Please report each line of the data below that contains the word "truck", copying every such line in full.

[INPUT MATERIAL]
# # # # # # #

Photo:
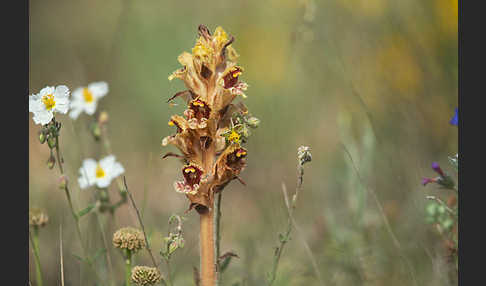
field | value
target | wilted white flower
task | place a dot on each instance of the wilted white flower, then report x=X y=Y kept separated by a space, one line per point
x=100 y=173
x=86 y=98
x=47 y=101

# # # # # # #

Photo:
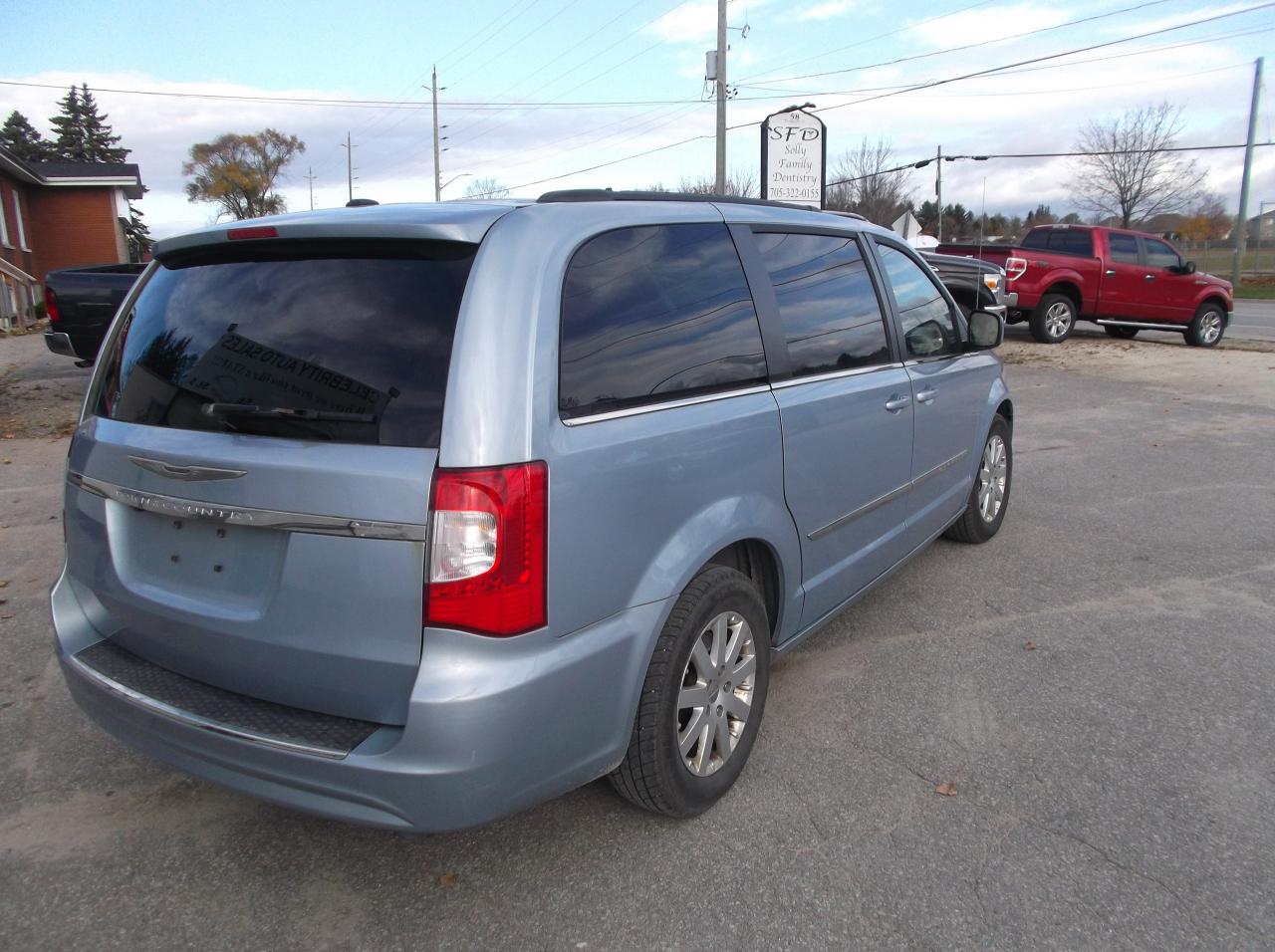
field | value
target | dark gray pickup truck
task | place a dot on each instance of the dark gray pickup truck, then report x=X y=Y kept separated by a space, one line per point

# # # # # # #

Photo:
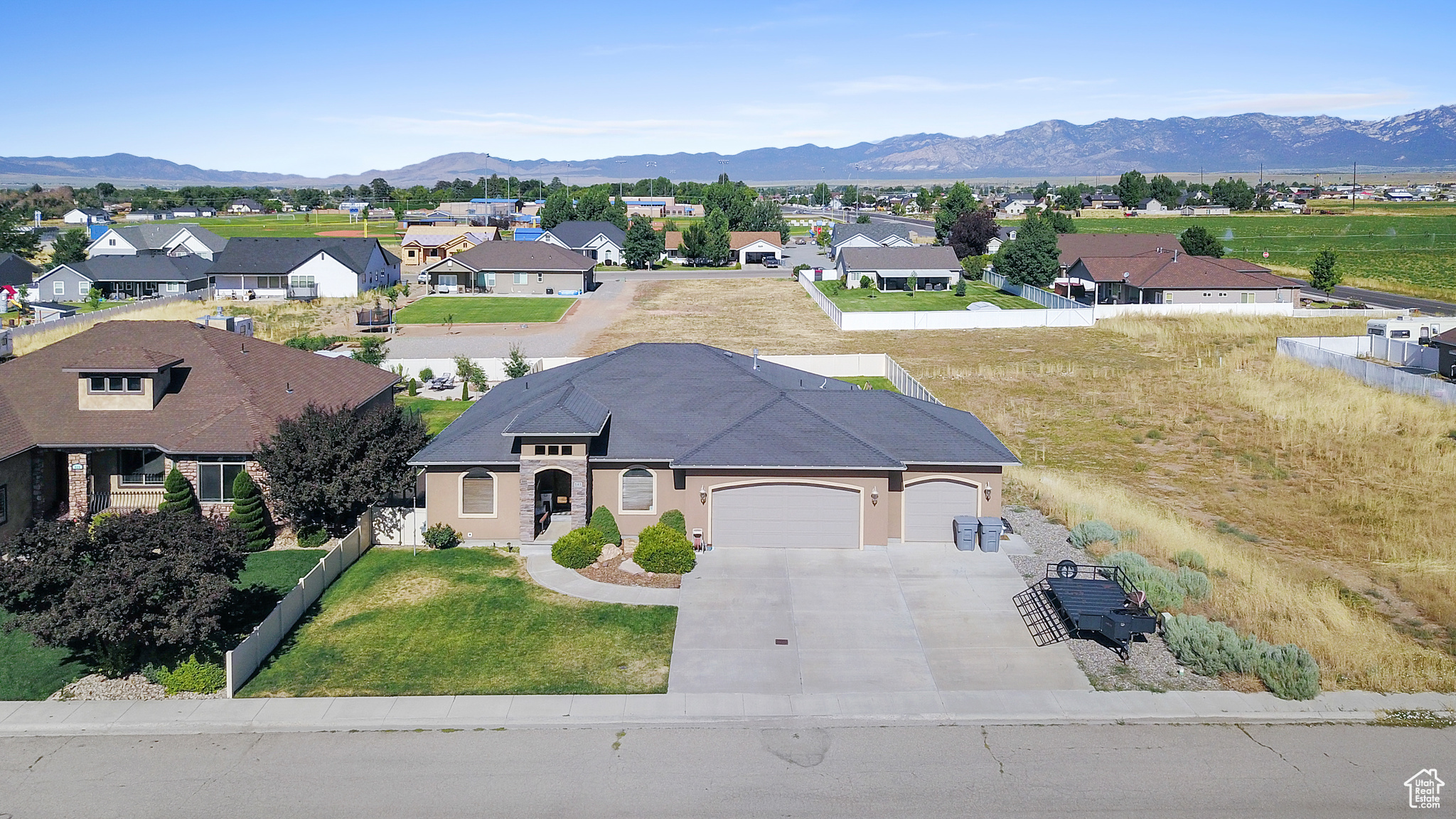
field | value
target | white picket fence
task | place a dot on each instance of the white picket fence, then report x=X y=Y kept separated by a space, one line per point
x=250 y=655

# # # # # # #

[SOLUTION BELOW]
target | dark gray pickup truck
task | place a dot on each instance of the dark gray pickup truck, then report x=X y=Y kept separated by a space, one line per point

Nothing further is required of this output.